---------- Text provided

- Theatrical release poster
- Directed by: Raj Kumar Gupta
- Written by: Ritesh Shah
- Produced by: Abhishek Pathak Kumar Mangat Pathak Bhushan Kumar Krishan Kumar
- Starring: Ajay Devgn Ileana D'Cruz Saurabh Shukla Saanand Verma
- Cinematography: Alphonse Roy
- Edited by: Bodhaditya Banerjee
- Music by: Amit Trivedi
- Production companies: Panorama Studios T-Series
- Distributed by: Viacom 18 Motion Pictures (India) Eros International (International)
- Release date: 16 March 2018;
- Running time: 121 minutes
- Country: India
- Language: Hindi
- Budget: ₹40 crore
- Box office: ₹153.62 crore

= Raid (2018 film) =

2018 Indian film by Raj Kumar Gupta

Raid is a 2018 Indian Hindi-language crime thriller film directed by Raj Kumar Gupta starring Ajay Devgn, Saurabh Shukla and Ileana D'Cruz. Raid is based on the real life income-tax raid conducted by the officers of Income Tax Department on Sardar Inder Singh in the 1980s, which distinguished itself from others for being the longest raid in Indian history.

Raid was released theatrically in India on 16 March 2018 and became a critical and commercial success at the Box office. A sequel, Raid 2 was released in 2025.

--------------------
---------- Data lines

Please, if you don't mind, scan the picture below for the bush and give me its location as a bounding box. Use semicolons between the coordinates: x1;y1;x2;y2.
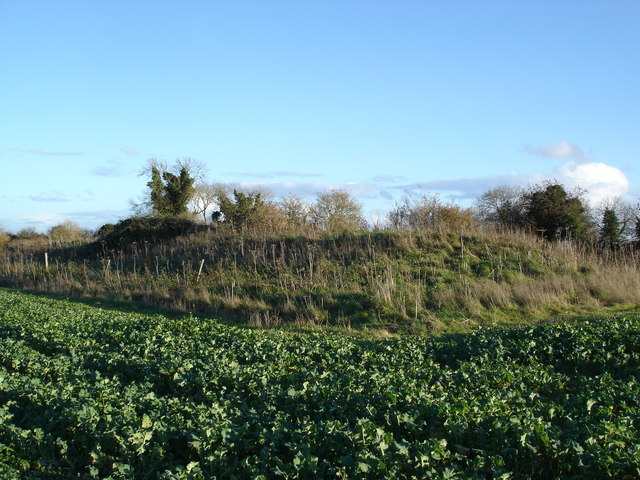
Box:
99;216;207;248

--------------------

| Work to do |
• a. Repeat, word for word, the part of the text about the film Raid that opens with the words containing "Raid is a 2018" and closes with "released in 2025.".
• b. In the text about the film Raid, what real event is the film based on?

| Answers for the exercise |
• a.
Raid is a 2018 Indian Hindi-language crime thriller film directed by Raj Kumar Gupta starring Ajay Devgn, Saurabh Shukla and Ileana D'Cruz. Raid is based on the real life income-tax raid conducted by the officers of Income Tax Department on Sardar Inder Singh in the 1980s, which distinguished itself from others for being the longest raid in Indian history.

Raid was released theatrically in India on 16 March 2018 and became a critical and commercial success at the Box office. A sequel, Raid 2 was released in 2025.

• b. It is based on the real-life income-tax raid that officers of the Income Tax Department conducted on Sardar Inder Singh in the 1980s, the longest raid in Indian history.